─── Excerpted passage

French poet and leader of the Symbolist movement in poetry with Paul Verlaine. Mallarmé was a provincial school teacher who came to Paris to live a bourgeois life on the rue de Rome, but published allusive, compressed poems, which suggested rather than denoted. He saw that his purified language gives "a purer meaning to the words of the tribe." (from the sonnet on Edgar Allan Poe) Mallarmé never gained wide recognition for his work during his lifetime.

O rêveuse, pour que je plonge
Au pur délice sans chemin,
Sache, par un subtil mensonge
Garder mon aile dans ta main.

(from 'Eventail de Mademoiselle Mallarmé')

Stéphane Mallarmé was born in Paris into a family in which his father and grandfather had made a noteworthy career in the French civil service. He was expected to follow the family tradition but at school he did not do well except in languages. Mallarmé began writing poetry at an early age under the influence of Victor Hugo. At the age of nineteen he found Charles Baudelaire's The Flowers of Evil, which had appeared in 1857. Under its influence he wrote 'Briese marine,' starting with the much quoted line "Le chair est triste, hélas! et j'ai lu tous les livres". After leaving school he visited England and while in London he married Marie Gerhard. Mallarmé taught English from 1864 in Tournon, Besançon, Avignon, and Paris until his retirement in 1893. The solitary years in Tournon and Besançon were his years of apprenticeship, during which he prepared himself for his career as a man of letters.

Mallarmé's poems started to appear in magazines in the 1860s. His first important poem, 'L'Azur', was published when he was 24. All his life he spent a very long time on each of his poems, making them as perfect as possible. In between writing, he suffered from bouts of physical illness and metaphysical anguish. During the 1870s, he was one of the few literary figures who defended the artistic vision Éduoard Manet in the press. Mallarméwrote 'Le jury de peinture pour 1874 et M. Manet' (1874) for La Renaissance littéraire et artistique and  'The Impressionists and Édouard Manet' (1876) for a London journal, introducing his British readership to Manet's "open air" painting. For ten years, Mallarmé went to Manet's studio every day. In the 1860s, the young Émile Zola acted as Manet's spokesman.

──────
─── Study material

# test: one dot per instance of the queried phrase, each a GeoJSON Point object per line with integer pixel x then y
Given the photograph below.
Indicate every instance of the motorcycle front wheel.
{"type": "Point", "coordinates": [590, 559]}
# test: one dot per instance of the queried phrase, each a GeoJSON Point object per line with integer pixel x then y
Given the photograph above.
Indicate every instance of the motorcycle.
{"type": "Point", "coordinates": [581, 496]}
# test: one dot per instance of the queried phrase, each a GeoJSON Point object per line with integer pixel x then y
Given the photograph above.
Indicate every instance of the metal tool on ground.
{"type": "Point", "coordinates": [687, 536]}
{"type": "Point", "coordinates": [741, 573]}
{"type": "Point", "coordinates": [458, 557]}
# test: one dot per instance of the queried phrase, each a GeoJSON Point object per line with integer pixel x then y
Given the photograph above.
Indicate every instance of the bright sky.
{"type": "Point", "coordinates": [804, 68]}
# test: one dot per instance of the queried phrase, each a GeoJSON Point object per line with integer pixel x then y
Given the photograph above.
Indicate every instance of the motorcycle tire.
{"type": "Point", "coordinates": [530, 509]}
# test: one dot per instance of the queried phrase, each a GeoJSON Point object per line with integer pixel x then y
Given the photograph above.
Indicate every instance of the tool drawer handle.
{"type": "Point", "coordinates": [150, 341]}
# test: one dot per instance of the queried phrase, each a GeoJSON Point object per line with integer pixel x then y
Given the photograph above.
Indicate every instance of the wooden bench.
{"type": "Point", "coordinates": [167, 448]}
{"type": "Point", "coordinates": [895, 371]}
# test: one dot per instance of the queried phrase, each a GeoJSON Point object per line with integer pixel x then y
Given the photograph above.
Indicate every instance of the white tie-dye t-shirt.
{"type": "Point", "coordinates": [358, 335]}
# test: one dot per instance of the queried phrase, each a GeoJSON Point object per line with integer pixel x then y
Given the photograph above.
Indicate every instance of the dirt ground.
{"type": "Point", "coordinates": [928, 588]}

──────

Work instructions: Reproduce word for word the part of the Mallarmé passage that opens with the words containing "French poet and" and closes with "dans ta main.".

Written solution:
French poet and leader of the Symbolist movement in poetry with Paul Verlaine. Mallarmé was a provincial school teacher who came to Paris to live a bourgeois life on the rue de Rome, but published allusive, compressed poems, which suggested rather than denoted. He saw that his purified language gives "a purer meaning to the words of the tribe." (from the sonnet on Edgar Allan Poe) Mallarmé never gained wide recognition for his work during his lifetime.

O rêveuse, pour que je plonge
Au pur délice sans chemin,
Sache, par un subtil mensonge
Garder mon aile dans ta main.